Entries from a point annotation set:
····················

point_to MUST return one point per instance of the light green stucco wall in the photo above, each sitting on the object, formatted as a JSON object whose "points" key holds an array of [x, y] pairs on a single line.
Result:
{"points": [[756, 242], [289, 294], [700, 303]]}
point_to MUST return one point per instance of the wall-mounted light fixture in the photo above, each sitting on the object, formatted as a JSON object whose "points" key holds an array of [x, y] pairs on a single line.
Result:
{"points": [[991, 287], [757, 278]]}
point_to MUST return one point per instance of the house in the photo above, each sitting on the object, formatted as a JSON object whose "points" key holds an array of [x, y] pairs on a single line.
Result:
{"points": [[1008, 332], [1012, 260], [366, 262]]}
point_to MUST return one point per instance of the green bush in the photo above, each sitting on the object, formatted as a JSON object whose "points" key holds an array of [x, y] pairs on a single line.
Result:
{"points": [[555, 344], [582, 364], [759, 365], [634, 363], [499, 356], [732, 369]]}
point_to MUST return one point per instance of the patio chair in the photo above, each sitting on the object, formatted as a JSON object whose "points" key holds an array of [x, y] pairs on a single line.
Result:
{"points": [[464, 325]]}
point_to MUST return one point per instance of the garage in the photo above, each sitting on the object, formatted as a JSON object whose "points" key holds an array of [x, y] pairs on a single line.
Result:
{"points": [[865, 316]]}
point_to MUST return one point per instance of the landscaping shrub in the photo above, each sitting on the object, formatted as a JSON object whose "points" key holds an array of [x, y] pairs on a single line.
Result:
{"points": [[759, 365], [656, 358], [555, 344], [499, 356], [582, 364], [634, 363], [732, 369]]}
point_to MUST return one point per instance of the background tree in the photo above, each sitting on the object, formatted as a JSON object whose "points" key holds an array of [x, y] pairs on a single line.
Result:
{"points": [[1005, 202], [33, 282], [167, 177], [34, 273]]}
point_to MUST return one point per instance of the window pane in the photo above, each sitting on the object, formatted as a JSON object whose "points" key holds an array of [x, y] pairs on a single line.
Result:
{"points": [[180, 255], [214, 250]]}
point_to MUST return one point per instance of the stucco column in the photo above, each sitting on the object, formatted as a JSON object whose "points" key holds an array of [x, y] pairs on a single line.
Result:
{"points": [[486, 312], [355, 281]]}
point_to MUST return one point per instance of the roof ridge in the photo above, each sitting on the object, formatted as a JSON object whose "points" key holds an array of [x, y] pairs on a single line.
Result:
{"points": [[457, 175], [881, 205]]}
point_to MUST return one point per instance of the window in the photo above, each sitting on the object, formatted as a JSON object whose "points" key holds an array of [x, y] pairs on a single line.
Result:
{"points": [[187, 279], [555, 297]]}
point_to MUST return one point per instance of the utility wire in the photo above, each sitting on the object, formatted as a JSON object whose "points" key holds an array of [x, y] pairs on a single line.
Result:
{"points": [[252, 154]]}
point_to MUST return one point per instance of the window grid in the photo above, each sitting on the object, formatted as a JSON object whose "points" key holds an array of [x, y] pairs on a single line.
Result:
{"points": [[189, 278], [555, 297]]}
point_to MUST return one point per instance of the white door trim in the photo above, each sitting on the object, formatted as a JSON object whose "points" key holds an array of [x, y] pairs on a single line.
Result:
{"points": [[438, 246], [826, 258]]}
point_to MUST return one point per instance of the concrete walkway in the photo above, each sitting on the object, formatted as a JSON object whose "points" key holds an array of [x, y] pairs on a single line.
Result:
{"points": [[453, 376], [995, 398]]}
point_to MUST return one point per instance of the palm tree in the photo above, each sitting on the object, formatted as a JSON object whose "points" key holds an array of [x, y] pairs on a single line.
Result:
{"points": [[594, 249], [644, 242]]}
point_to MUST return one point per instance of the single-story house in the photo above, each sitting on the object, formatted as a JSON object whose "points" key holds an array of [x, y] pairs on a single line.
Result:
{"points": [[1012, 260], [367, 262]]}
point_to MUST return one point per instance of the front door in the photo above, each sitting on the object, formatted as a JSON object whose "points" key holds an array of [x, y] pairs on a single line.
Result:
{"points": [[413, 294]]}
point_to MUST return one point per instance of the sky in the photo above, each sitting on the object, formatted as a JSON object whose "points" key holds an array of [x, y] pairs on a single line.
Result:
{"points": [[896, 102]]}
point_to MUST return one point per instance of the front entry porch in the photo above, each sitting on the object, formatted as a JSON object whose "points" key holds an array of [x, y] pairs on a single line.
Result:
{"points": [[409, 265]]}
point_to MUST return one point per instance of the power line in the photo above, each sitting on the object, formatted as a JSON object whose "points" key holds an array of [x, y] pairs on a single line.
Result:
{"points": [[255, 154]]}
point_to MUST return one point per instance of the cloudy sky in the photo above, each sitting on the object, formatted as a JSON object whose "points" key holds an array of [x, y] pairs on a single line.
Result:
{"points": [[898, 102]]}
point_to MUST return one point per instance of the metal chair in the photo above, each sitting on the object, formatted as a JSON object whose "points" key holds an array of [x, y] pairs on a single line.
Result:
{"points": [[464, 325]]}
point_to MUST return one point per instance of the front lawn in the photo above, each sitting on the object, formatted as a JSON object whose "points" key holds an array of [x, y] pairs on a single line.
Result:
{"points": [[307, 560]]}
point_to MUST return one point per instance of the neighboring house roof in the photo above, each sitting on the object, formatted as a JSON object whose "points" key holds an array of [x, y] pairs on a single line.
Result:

····················

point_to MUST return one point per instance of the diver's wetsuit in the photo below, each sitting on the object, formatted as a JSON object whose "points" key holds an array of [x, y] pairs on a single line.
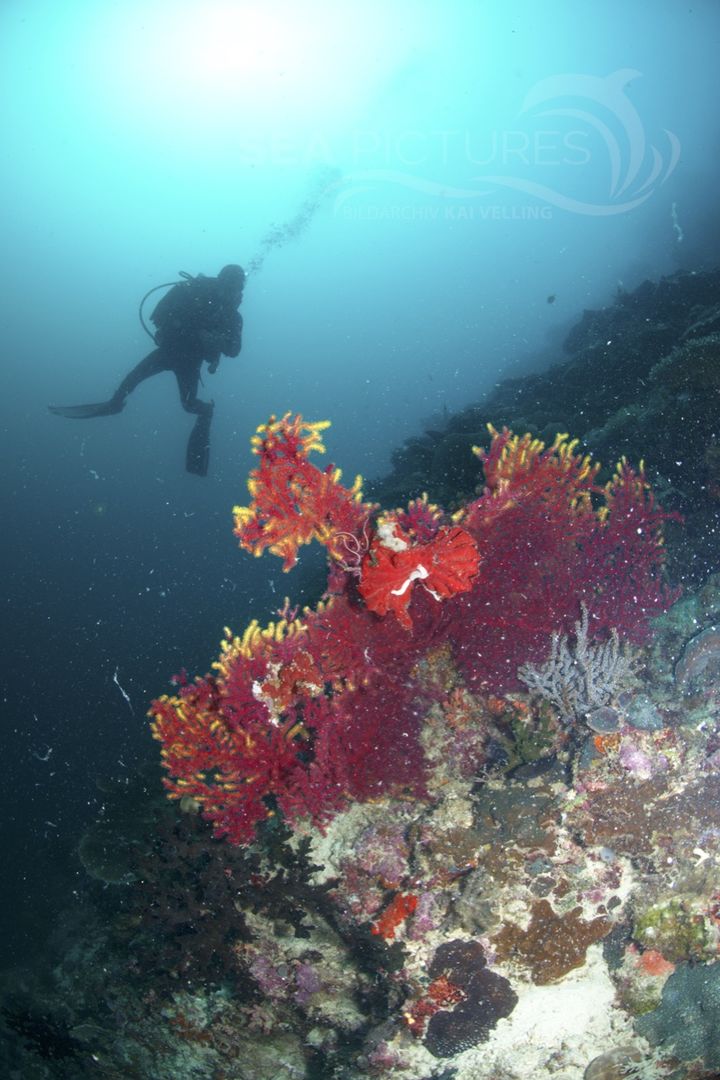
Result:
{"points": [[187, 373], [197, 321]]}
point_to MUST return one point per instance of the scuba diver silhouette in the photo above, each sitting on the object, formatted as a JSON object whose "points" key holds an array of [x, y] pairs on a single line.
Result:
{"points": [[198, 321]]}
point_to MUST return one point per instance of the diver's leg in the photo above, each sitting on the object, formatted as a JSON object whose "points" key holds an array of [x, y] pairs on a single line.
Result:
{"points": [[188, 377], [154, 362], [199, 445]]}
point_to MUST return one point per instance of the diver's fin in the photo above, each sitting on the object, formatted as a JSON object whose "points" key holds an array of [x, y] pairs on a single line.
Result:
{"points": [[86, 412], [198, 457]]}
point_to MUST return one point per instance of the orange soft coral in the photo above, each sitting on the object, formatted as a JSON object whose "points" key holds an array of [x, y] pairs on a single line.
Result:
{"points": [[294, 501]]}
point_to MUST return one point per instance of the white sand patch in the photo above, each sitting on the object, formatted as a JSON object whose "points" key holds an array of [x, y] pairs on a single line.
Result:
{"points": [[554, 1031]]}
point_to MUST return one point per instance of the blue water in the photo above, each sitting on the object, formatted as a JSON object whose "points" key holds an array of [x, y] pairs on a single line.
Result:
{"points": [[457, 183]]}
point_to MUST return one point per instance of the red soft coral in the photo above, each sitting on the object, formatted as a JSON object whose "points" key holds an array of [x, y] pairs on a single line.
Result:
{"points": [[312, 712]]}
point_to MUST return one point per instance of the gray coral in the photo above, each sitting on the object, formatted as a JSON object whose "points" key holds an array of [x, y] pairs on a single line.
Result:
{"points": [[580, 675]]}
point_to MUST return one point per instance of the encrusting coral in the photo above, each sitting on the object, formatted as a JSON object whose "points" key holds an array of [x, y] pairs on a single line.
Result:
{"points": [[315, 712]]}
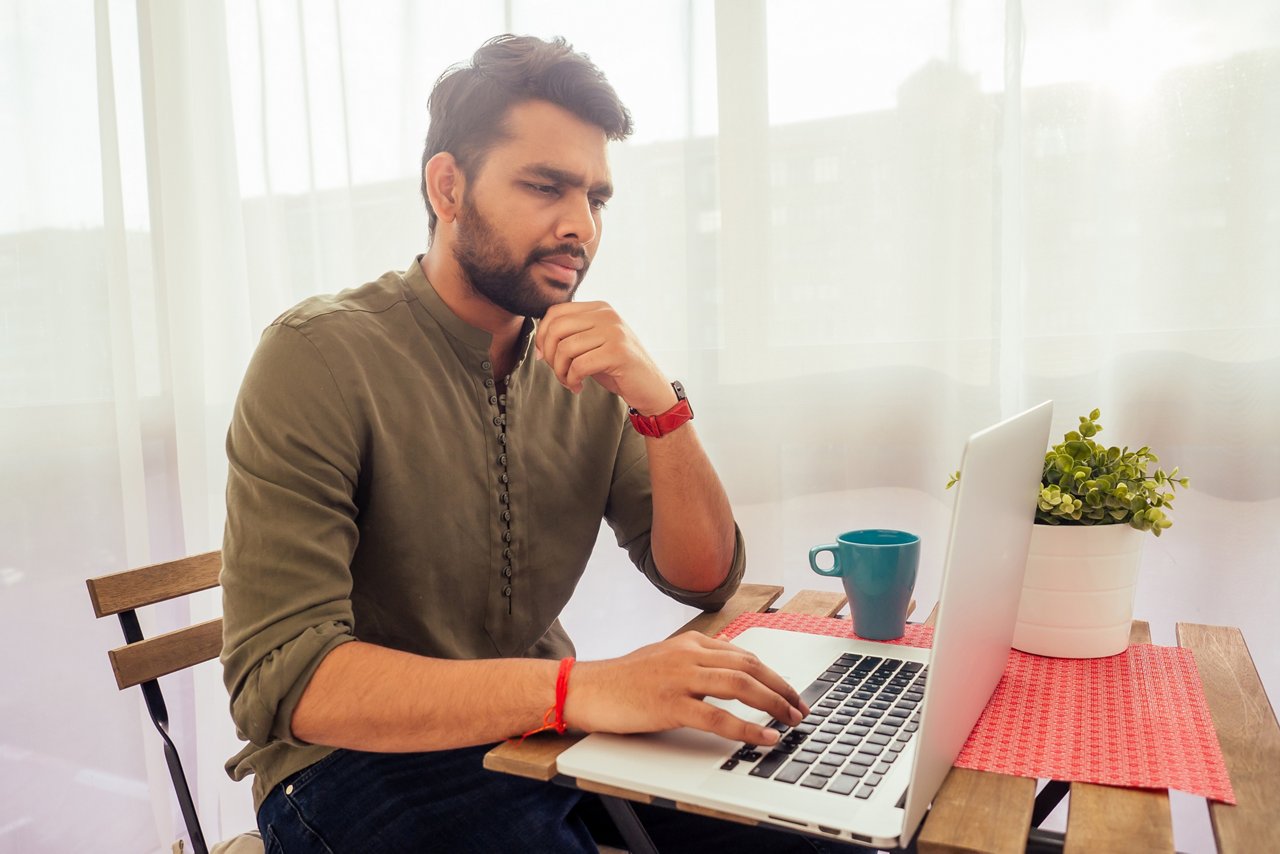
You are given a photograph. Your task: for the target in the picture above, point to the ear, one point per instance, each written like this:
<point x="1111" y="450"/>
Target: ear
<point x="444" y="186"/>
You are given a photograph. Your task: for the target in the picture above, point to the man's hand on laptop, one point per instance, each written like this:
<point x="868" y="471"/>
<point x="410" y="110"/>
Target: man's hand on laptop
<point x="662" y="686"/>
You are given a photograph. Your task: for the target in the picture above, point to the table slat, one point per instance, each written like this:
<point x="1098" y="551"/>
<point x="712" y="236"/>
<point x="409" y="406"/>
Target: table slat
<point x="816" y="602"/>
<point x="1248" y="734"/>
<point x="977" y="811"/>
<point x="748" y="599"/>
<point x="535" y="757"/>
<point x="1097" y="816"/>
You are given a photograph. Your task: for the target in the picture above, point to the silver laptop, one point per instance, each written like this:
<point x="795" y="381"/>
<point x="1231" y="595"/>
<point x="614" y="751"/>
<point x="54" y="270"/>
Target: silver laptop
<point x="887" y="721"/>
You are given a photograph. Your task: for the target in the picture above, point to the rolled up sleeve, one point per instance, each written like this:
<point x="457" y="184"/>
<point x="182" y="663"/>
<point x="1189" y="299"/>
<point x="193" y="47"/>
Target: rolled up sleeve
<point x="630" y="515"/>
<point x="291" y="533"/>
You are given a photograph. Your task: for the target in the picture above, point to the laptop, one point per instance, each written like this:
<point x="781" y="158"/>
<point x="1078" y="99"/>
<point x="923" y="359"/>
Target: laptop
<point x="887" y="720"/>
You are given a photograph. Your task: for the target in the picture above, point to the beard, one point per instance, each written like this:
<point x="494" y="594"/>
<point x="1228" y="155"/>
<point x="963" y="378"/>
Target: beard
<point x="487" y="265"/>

····················

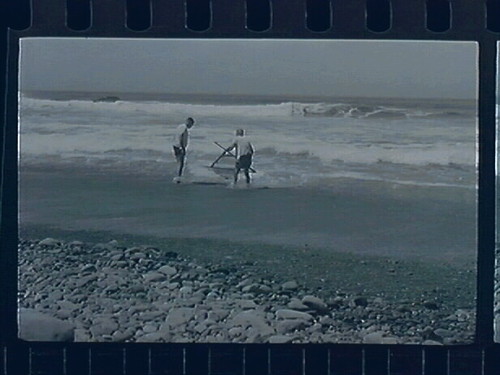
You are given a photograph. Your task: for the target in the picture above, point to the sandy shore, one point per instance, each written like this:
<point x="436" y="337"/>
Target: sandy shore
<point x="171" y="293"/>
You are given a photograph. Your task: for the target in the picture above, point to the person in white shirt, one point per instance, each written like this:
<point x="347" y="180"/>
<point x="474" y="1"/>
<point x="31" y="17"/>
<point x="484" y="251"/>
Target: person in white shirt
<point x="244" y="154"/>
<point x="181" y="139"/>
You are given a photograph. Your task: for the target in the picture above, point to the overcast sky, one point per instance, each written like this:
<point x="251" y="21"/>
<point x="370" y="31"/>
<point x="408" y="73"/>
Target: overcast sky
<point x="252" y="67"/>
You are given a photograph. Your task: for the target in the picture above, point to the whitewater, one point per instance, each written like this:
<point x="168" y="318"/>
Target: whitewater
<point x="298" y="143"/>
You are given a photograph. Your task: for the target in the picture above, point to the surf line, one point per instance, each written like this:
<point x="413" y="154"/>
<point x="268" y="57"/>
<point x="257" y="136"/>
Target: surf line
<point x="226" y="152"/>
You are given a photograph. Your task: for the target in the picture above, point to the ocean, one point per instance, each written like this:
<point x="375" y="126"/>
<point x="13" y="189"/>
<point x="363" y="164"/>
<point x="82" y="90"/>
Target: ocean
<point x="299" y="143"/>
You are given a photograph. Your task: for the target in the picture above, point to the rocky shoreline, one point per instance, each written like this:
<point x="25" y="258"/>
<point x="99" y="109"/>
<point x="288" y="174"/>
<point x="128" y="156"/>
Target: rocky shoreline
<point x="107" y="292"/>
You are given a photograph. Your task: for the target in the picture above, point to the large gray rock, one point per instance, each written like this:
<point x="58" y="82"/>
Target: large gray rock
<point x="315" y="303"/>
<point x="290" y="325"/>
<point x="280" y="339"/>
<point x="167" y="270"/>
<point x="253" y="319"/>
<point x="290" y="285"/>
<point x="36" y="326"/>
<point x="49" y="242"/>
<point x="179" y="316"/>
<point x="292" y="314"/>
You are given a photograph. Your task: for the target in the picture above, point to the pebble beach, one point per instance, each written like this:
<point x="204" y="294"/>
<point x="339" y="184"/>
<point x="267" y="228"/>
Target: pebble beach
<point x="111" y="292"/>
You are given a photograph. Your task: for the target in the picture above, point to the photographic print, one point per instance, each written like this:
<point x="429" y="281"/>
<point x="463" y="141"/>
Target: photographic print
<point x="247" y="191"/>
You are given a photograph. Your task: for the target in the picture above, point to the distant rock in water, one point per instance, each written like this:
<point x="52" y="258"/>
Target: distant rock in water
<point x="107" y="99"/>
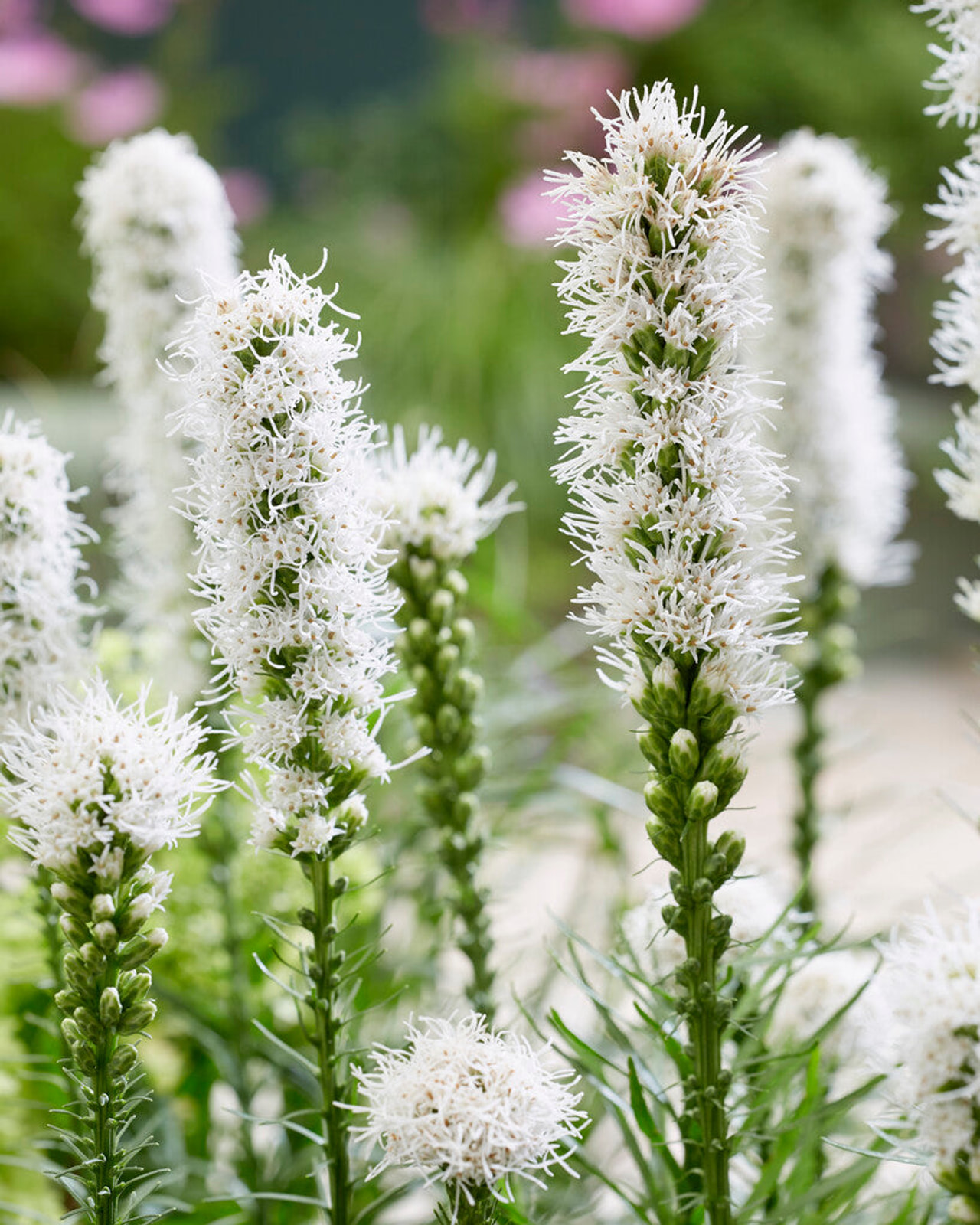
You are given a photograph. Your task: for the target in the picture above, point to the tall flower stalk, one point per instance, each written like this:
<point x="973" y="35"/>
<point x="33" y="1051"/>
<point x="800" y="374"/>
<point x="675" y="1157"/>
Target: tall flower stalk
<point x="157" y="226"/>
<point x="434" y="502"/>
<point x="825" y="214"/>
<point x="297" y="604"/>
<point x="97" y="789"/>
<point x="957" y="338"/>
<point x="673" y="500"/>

····················

• **Written request**
Find each line in the rows above that contains the string "green" and copy every such line in full.

• **Problem solution**
point_to MUST return one point per instance of the light green stucco wall in the photo above, each sitting on the object, formatted as a JSON object whose "points" key holds an array of [x, y] pairs on a single line.
point_to MUST return one point per instance of the green bush in the photo above, each sitting on the object, formatted as a JSON object whose "points" key holds an array of [x, y] pairs on a single line.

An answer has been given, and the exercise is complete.